EXTRAIT FOURNI:
——
La construction puis le fonctionnement d'un centre hospitalier d'une telle importance ne manquèrent pas d'impressionner et, dans un certaine mesure, de bouleverser la vie du village d'Allerey et des environs.
D'autant plus que cette véritable "ville américaine" selon les termes employés par la presse, était implantée aux abords immédiats du bourg. Militaires et civils du camp n'avaient que quelques centaines de mètres à parcourir pour se trouver au cur même du village.
Tous ne sont pas dans l'obligation de vivre à l'intérieur du camp. Certes des milliers de patients, blessés ou malades, sont immobilisés pour des temps plus ou moins longs dans les divers services des "base hospitals", mais tous les personnels hospitaliers ou d'intendance et maintenance et les nombreux convalescents, forment une population en activité permanente à l'intérieur comme à l'extérieur des installations. Pour occuper leurs moments de loisirs, des salles de jeux sont à leur disposition ; des représentations théâtrales, des soirées dansantes sont parfois organisées, et seules quelques jeunes filles françaises employées au camp peuvent y participer avec les militaires et les infirmières.
Mais la principale occupation des convalescents en particulier, est de se promener les soirs ou les dimanches dans Allerey et jusqu'à Verdun ou dans les villages environnants. Et ils cherchent volontiers à établir des contacts avec les habitants. Ils passent pour être généralement affables et souvent serviables. Comme les distractions sont rares dans le pays, ils trouvent grand plaisir à être accueillis dans les familles.
La plupart ne parlent pas le français ou avec difficulté. Quelques-uns le pratiquent ou ont éventuellement recours à des interprètes civils ou militaires, d'ailleurs peu nombreux (il y a des interprètes français dans les bureaux du camp, en majorité des femmes). D'autres cherchent à l'apprendre et possèdent des dictionnaires de poche ou des manuels de conversation. Des commerçants et la jeunesse française font de même : aussi arrive-t-on à bien se comprendre, paraît-il. Des officiers américains viennent prendre des leçons de français chez Mlle G. Chapot, à Verdun, qui parle couramment l'anglais.
——
CONSIGNE: Recopiez le passage de l'extrait sur le camp américain d'Allerey qui commence par « Tous ne sont » et se poursuit jusqu'à « et les infirmières. ». La liste n'est d'aucune utilité ici.

Données d'expressions référentielles:
——
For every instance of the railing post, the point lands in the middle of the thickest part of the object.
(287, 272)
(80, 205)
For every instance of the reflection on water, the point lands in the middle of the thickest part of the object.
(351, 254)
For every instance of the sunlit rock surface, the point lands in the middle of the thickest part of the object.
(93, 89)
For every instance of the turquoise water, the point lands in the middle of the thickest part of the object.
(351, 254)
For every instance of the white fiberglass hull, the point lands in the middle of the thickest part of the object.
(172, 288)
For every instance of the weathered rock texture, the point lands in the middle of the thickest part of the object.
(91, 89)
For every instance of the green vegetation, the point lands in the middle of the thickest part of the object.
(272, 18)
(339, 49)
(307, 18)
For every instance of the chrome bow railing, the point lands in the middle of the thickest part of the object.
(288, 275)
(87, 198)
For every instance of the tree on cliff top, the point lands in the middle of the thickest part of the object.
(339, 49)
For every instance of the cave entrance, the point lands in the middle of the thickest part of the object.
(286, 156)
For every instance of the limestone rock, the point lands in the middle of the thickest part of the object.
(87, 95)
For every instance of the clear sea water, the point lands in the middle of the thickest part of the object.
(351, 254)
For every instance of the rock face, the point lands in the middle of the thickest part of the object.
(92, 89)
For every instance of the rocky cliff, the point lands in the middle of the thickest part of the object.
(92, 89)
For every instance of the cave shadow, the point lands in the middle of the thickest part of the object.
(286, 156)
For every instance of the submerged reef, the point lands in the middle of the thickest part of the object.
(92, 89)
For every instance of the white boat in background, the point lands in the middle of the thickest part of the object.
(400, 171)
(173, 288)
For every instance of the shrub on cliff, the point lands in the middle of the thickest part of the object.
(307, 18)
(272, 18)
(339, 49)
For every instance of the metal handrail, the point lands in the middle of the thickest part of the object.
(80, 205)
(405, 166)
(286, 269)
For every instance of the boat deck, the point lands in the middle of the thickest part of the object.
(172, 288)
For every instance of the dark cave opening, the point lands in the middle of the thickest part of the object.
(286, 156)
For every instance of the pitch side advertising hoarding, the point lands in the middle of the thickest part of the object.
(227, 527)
——
TÂCHE RÉALISÉE:
Tous ne sont pas dans l'obligation de vivre à l'intérieur du camp. Certes des milliers de patients, blessés ou malades, sont immobilisés pour des temps plus ou moins longs dans les divers services des "base hospitals", mais tous les personnels hospitaliers ou d'intendance et maintenance et les nombreux convalescents, forment une population en activité permanente à l'intérieur comme à l'extérieur des installations. Pour occuper leurs moments de loisirs, des salles de jeux sont à leur disposition ; des représentations théâtrales, des soirées dansantes sont parfois organisées, et seules quelques jeunes filles françaises employées au camp peuvent y participer avec les militaires et les infirmières.